• **What the task requires**: Could you return the listing below exactly, with every line intact?

• **Provided data**:
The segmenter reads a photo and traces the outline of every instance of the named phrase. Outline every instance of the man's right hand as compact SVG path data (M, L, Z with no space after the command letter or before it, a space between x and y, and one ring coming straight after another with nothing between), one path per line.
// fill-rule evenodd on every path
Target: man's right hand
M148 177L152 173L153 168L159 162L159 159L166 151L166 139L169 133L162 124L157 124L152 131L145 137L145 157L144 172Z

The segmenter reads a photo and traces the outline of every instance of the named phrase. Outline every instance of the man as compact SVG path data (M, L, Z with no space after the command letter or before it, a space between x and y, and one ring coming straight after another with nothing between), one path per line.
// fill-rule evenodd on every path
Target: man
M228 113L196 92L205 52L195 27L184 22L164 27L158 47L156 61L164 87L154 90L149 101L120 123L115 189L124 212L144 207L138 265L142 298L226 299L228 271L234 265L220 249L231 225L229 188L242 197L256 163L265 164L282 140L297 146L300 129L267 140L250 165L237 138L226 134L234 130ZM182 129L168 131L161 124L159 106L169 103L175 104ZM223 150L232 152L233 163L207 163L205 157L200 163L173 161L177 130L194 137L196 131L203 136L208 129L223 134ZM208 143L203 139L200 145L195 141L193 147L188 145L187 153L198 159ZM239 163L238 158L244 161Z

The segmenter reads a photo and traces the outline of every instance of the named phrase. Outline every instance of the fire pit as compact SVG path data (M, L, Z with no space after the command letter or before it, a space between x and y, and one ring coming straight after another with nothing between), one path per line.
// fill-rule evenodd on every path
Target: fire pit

• **Task solution**:
The segmenter reads a photo and traces the outline of every instance of the named phrase. Outline every instance of the man's right hand as compact SVG path data (M, L, Z with no space after the command letter or before it, a space between x and y, and one ring coming straight after another with nothing between), one path per line.
// fill-rule evenodd on every path
Target: man's right hand
M148 177L152 173L153 168L159 162L159 159L166 151L166 139L169 133L162 124L157 124L152 131L145 137L145 157L144 172Z

The segmenter reads a photo and traces the outline of every instance of the named phrase. Outline every instance of the man as compact SVG path data (M, L, Z with no space after the command letter or before it, a space between x and y, and one ring coming straight after another with nothing between), one path per line.
// fill-rule evenodd on every path
Target: man
M228 113L196 92L205 52L195 27L184 22L164 27L158 47L156 61L164 87L154 90L149 101L120 123L115 189L124 212L144 207L138 265L142 298L226 299L228 271L234 265L220 249L231 225L229 188L242 197L256 163L265 164L282 140L297 146L300 129L267 140L250 165L237 138L226 134L234 130ZM182 129L168 131L161 124L159 106L169 103L175 104ZM223 150L232 152L233 163L207 163L205 157L200 163L173 161L177 130L194 137L196 131L203 136L208 129L223 134ZM208 143L203 139L200 145L195 141L193 147L188 145L187 153L198 159ZM239 163L238 158L244 161Z

The segmenter reads a photo and traces the outline of every instance of the named phrase. Outline every instance of the fire pit as compact SVG path data (M, L, Z with no space after the command letter or before it, a space between x and y, and one ring coming straight after another with nothing between), one path per line.
// fill-rule evenodd on every path
Target: fire pit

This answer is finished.